TASK:
Render the entries below, from the line containing "detect every building" through the line containing "(0, 0), (320, 36)", as a two-column CSV with the header input,output and one row per entry. Put the entry's text in input and its answer in output, each as a single quoted field with line breaks replaced by spaces.
━━ DATASET ENTRIES
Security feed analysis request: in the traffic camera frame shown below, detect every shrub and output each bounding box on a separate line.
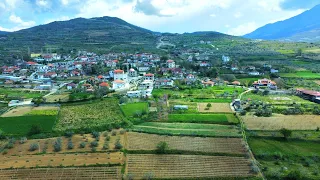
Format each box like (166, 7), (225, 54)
(28, 124), (42, 136)
(64, 131), (74, 138)
(20, 137), (28, 144)
(79, 142), (86, 148)
(90, 141), (99, 147)
(68, 139), (74, 149)
(111, 131), (117, 136)
(91, 131), (100, 138)
(114, 139), (123, 149)
(53, 138), (62, 152)
(280, 128), (292, 139)
(29, 143), (39, 151)
(156, 141), (169, 154)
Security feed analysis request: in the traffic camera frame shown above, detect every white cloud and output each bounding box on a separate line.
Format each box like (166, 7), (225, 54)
(233, 12), (243, 19)
(44, 16), (71, 24)
(228, 22), (259, 36)
(9, 14), (36, 28)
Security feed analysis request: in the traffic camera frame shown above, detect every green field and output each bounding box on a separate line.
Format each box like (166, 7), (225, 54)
(280, 71), (320, 79)
(248, 138), (320, 156)
(152, 86), (244, 99)
(168, 114), (238, 124)
(131, 122), (241, 137)
(0, 115), (57, 135)
(120, 102), (148, 117)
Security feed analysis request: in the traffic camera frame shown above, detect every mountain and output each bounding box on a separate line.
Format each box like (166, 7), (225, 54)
(244, 5), (320, 41)
(0, 17), (157, 52)
(0, 31), (8, 35)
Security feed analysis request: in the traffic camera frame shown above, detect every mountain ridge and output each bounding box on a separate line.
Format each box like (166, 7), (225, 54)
(243, 4), (320, 41)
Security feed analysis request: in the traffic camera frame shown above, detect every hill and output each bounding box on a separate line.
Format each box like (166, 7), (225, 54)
(244, 5), (320, 42)
(0, 17), (156, 51)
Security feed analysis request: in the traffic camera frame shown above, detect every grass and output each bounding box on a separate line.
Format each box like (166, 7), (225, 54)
(168, 114), (238, 124)
(131, 122), (241, 137)
(120, 102), (148, 117)
(248, 138), (320, 156)
(280, 71), (320, 79)
(0, 88), (46, 99)
(0, 115), (56, 135)
(55, 98), (124, 131)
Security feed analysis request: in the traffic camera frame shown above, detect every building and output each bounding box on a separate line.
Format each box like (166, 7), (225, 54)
(128, 68), (138, 77)
(112, 79), (126, 90)
(202, 81), (214, 87)
(144, 73), (154, 81)
(113, 69), (128, 82)
(167, 59), (176, 68)
(252, 78), (277, 89)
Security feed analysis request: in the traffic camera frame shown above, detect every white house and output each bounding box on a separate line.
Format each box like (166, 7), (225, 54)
(113, 69), (128, 83)
(167, 59), (176, 68)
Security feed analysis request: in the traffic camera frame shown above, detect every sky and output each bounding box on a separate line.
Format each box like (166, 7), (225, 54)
(0, 0), (320, 36)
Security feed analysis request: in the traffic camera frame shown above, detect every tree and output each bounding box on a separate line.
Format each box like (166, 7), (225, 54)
(28, 124), (42, 136)
(280, 128), (292, 139)
(156, 141), (169, 154)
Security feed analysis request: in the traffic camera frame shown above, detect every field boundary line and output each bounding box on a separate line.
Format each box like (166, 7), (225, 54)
(236, 114), (267, 180)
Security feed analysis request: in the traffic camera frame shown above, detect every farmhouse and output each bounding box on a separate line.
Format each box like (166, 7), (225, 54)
(252, 78), (277, 89)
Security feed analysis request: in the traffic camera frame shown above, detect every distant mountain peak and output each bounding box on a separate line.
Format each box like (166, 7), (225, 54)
(244, 4), (320, 41)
━━━━
RESPONSE:
input,output
"Security feed analysis request: in the traffic camera frame shown above, detect every building and output each bounding box on a separate line. Format each box like (166, 7), (225, 54)","(128, 68), (138, 77) (112, 79), (126, 90) (202, 81), (214, 87) (144, 73), (154, 81) (113, 69), (128, 82) (167, 59), (176, 68) (252, 78), (277, 89)"
"Security feed analysis request: in the traffic camera frame shown above, detect every white house and output each bounding box on a separate line. Format each box like (166, 7), (225, 54)","(113, 69), (128, 83) (167, 59), (176, 68)"
"Security feed analysis request: in the traffic camera frame shown above, detect every sky and output each bounding box on a separate line. Format each box like (166, 7), (225, 54)","(0, 0), (320, 36)"